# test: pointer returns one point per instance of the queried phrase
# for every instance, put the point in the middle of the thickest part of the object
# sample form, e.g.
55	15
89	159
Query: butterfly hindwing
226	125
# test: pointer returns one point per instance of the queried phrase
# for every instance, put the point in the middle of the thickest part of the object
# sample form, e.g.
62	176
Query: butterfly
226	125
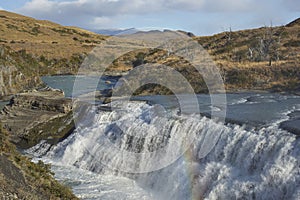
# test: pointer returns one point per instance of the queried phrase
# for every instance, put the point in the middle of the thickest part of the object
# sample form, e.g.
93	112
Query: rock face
16	74
38	115
22	179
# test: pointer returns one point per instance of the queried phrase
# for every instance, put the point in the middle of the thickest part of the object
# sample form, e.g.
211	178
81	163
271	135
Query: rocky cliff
38	115
18	72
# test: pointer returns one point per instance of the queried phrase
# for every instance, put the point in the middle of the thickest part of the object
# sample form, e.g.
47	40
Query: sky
201	17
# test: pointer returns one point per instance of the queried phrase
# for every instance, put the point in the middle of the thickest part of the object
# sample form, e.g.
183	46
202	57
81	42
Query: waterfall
166	150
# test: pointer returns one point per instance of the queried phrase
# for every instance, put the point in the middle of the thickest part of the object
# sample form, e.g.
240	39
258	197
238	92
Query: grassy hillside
266	58
44	38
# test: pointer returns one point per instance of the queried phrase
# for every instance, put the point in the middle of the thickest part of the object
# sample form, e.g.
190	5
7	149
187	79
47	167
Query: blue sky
202	17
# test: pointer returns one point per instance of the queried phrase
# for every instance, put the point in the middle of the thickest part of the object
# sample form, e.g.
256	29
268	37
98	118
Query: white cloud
107	13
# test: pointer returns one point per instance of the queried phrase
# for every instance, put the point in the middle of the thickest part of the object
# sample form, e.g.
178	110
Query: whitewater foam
244	164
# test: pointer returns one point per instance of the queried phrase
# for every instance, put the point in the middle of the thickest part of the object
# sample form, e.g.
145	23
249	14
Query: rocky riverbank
29	118
38	115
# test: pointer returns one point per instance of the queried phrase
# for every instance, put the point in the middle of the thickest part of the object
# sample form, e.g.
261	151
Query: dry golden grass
40	37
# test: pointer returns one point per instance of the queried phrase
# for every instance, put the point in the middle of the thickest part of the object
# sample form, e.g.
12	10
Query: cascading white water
244	164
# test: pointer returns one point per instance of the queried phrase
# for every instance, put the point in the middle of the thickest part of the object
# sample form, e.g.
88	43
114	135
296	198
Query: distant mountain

→ **Exercise objective**: Return the material in full and unaltered, minus its pictures.

→ **Result of this exercise**:
# test: pointer returns one point per instance of the queried phrase
# for every instance, put the point in the middle of the thickest part of the object
# sample form, e.g.
55	15
89	159
Query: butterfly hindwing
226	125
# test: pointer returns one point per instance of the queried phrase
# for every instance, put the point in the middle of the thickest part of the object
# sample form, e.g.
62	176
Query: butterfly
226	125
# test: pointer returns one point per instance of the queried phrase
# for every instance, put the point in the middle of the thickest part of the object
# sample form, e.g.
93	112
Query: rock face
16	74
38	115
22	179
# test: pointer returns one point per instance of the queried phrase
# for every instance, put the point in the middle of the thickest part of the object
# sample form, e.g.
211	178
81	163
271	135
Query: rocky cliff
38	115
18	72
# test: pointer returns one point per instance of the queried phrase
# for every instance, put the point in the middle of the thickest part of the object
# sample form, e.g.
47	40
Query: sky
201	17
# test: pointer returns one point per instance of the queried phrase
# for every instance, put the point in the middle of the thickest part of the object
# sample form, e.g.
183	46
202	57
81	42
Query: waterfall
166	150
# test: pointer returns one point per instance of the queried phrase
# for every instance, put the point in the middle of the thickest part of the object
# sample form, e.g.
240	39
258	197
238	92
Query: grassy hillside
266	58
44	38
# test: pointer returns one point per instance of the queried phrase
# for every instance, put the point in the middle of the thickest part of the object
# sample form, e.g.
190	5
7	149
187	79
47	167
Query: blue sky
202	17
# test: pointer returns one point per instance of the queried phrase
# for every instance, put the point in the middle of the thickest part of the object
# sample form, e.g.
256	29
268	37
98	118
Query: white cloud
107	13
# test: pointer returns one point per instance of the queried phrase
# for every instance, put the point in the middle of the thickest part of the object
# sample form, e.g.
178	110
Query: whitewater foam
244	164
# test: pointer returns one point per instance of the queried phrase
# for every instance, put the point in the middle of the thickest part of the object
# sample form, e.g.
145	23
249	14
Query: rocky riverbank
29	118
38	115
# test: pointer returns one point per instance of the queried phrase
# for every instance, put the point in the middle of the thickest part of the object
# sample form, e.g.
261	151
Query: dry golden grass
40	37
# test: pointer returns one point per instance of the queried phrase
# for every instance, put the point in the middle of the thickest part of the object
# sample form, e.g.
12	10
Query: cascading white water
244	164
# test: pointer returns one point per instance of the queried phrase
# for every instance, put the point in the middle of the thickest part of the object
# sample form, e.g.
88	43
114	135
296	198
Query: distant mountain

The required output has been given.